Reproduce every line of the data below, substituting "timber" for each occurrence of "wooden" and leaving all else unchanged.

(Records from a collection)

----------------------------------------

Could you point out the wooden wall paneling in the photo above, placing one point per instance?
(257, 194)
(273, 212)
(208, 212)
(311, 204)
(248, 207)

----------------------------------------

### The answer
Could you point out the timber wall paneling in the photo above, placing one point per instance?
(257, 194)
(273, 212)
(208, 212)
(311, 204)
(248, 207)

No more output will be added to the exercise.